*Vorliegender Text*.
------------------------------------------------------------

Kommunale Kooperationsformen

Die kommunalen Kooperationsformen als Grundlage der KU betreffen ein Kernproblem gesundheitsbezogener Versorgung. Die Fragmentierung oder Versäulung der Versorgungsbereiche wird den komplexen Problemen (neue Morbiditäten, vgl. [38]) sowohl von Kindern als auch Erwachsenen nicht gerecht. Um eine bedarfsgerechte Gesundheitsversorgung sicherzustellen, werden interdisziplinäre und multiprofessionelle Kooperationen der beteiligten (Gesundheits)berufe gefordert [14, 40]. Ein kommunales Instrument zur Förderung der kindlichen Entwicklung und Gesundheit sind die sog. Präventionsketten [39]. Welche Rolle die KU in diesem Gefüge spielt, konnte anhand der Individualdaten von Düsseldorfer Schulneulingen in einer Untersuchung von Götz et al. [15] gezeigt werden. Dabei nutzten diejenigen Kinder, die zuvor eine in sozialräumlich belasteten Stadtteilen durchgeführte KU durchlaufen hatten, häufiger Präventionsangebote als Kinder aus einer ähnlichen sozialen Lage, die nicht von der KU erreicht wurden. Im Düsseldorfer Modell vermittelten Präventionsmanager/innen nach der amtsärztlichen Untersuchung in entsprechende Präventionsangebote [45]. Die Untersuchung von Götz et al. [15] legt nahe, dass die KU eine Lotsenfunktion in Präventionsketten einnehmen kann. Die geringen Ressourcen des Kinder- und Jugendgesundheitsdienstes in den Kommunen stehen dem Potenzial der KU jedoch entgegen. Dies moniert auch der Berufsverband der Kinder- und Jugendärzte [7]: Demnach ist die aufsuchende Arbeit insbesondere für Kinder aus benachteiligten Milieus ein wichtiger Teil des gemeinwohlorientierten medizinischen Versorgungssystems, sie kann aber nicht gewährleistet werden, wenn der Öffentliche Gesundheitsdienst „ausblutet“.

------------------------------------------------------------

Einträge aus einer Datenquelle:
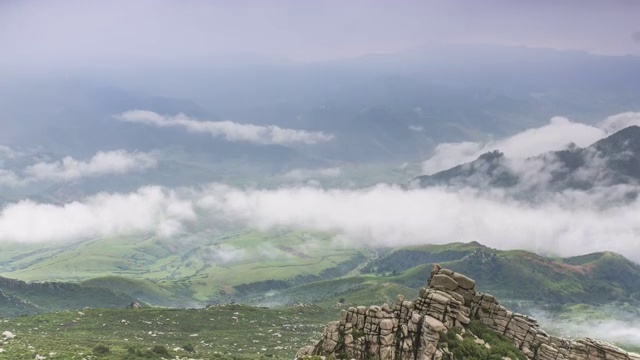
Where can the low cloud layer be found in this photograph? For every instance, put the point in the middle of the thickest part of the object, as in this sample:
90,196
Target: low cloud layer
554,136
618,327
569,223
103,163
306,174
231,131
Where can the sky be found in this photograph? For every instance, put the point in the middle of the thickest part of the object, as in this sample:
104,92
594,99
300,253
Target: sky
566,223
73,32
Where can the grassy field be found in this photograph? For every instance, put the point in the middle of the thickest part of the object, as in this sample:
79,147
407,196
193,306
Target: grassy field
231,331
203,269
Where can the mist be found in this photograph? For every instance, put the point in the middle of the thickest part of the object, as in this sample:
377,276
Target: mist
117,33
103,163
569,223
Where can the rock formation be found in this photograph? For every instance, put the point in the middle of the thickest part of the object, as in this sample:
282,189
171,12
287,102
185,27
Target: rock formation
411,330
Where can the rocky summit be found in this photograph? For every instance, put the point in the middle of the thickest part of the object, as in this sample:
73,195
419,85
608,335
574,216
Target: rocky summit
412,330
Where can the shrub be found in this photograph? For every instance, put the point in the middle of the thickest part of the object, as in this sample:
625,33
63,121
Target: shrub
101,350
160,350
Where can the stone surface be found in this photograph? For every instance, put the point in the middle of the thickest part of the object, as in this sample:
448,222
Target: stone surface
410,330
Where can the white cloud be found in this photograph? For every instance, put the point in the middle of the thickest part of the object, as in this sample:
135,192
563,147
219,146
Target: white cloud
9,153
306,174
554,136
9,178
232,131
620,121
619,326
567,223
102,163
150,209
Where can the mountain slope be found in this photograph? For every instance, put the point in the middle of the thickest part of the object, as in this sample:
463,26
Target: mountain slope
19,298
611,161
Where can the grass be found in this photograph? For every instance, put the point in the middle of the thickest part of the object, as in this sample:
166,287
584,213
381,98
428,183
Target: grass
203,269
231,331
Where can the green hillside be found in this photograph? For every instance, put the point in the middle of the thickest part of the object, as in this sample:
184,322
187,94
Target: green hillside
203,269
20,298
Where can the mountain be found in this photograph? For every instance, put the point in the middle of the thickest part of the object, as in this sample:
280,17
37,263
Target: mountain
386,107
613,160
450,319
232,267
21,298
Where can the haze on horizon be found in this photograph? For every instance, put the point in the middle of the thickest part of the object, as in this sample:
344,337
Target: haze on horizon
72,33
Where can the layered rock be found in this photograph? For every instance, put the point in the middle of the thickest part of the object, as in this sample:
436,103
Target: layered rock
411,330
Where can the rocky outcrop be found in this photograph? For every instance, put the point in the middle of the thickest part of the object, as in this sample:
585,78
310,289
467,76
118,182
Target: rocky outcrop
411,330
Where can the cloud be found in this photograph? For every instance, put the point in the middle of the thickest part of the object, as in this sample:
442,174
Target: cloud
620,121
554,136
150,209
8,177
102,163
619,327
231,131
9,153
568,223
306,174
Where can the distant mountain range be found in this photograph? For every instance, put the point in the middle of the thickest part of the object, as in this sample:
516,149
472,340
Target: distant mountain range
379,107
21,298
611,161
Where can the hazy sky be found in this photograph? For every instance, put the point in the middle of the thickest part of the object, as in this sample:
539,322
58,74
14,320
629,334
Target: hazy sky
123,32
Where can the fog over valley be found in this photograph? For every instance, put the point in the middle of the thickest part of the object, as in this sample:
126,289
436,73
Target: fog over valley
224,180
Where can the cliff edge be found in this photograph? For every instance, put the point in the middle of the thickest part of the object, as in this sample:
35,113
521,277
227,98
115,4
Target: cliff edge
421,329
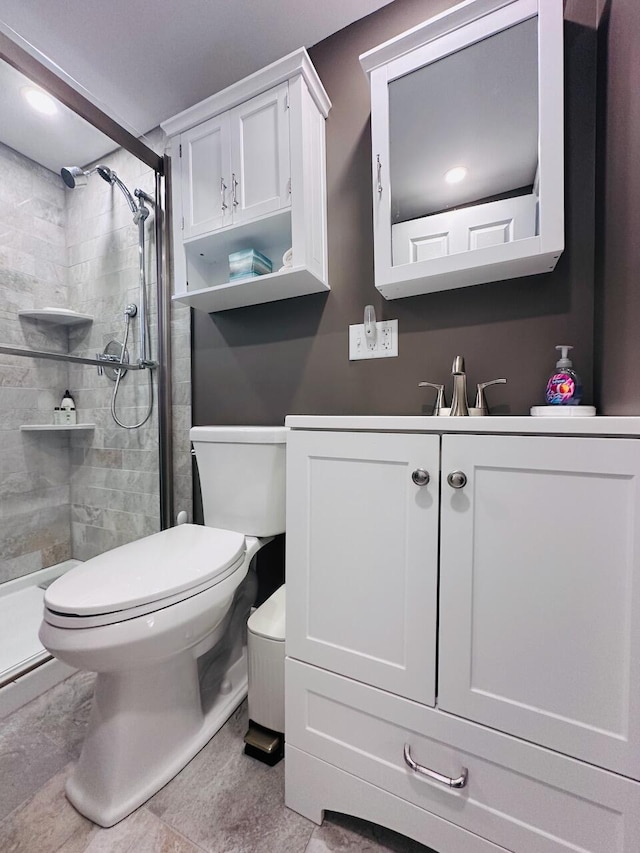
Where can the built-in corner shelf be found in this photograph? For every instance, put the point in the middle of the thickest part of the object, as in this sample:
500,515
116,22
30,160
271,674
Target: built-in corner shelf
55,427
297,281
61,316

------------------------------------------------------------

*Arbeitsauftrag*. Setzen Sie den Text über kommunale Kooperationsformen in der Gesundheitsversorgung im Anschluss an seinen letzten Satz fort.

*Lösung zur Aufgabe*.
Bei den kommunalen Kooperationsformen scheint auch eine Zusammenarbeit mit wissenschaftlichen Akteurinnen und Akteuren besonders zielführend. So zeigt sich in dem von der Universitätsmedizin Greifswald und vom Landesministerium für Soziales und Gesundheit Mecklenburg-Vorpommern durchgeführten Modellprojekt, dass die Einführung des validierten Screenings DESK in kommunalen Kitas dazu geeignet ist, Entwicklungsgefährdungen frühzeitig zu erkennen und dass dieses Verfahren unter den Erziehenden Akzeptanz erfährt [11, 12]. Infolge dieser Evidenz erfolgt die KU im Rahmen einer Verordnung, die verbindlich vorschreibt, dass in Kitas in sozialräumlich schwieriger Lage DESK als Früherkennungsverfahren eingesetzt werden sollFootnote 1.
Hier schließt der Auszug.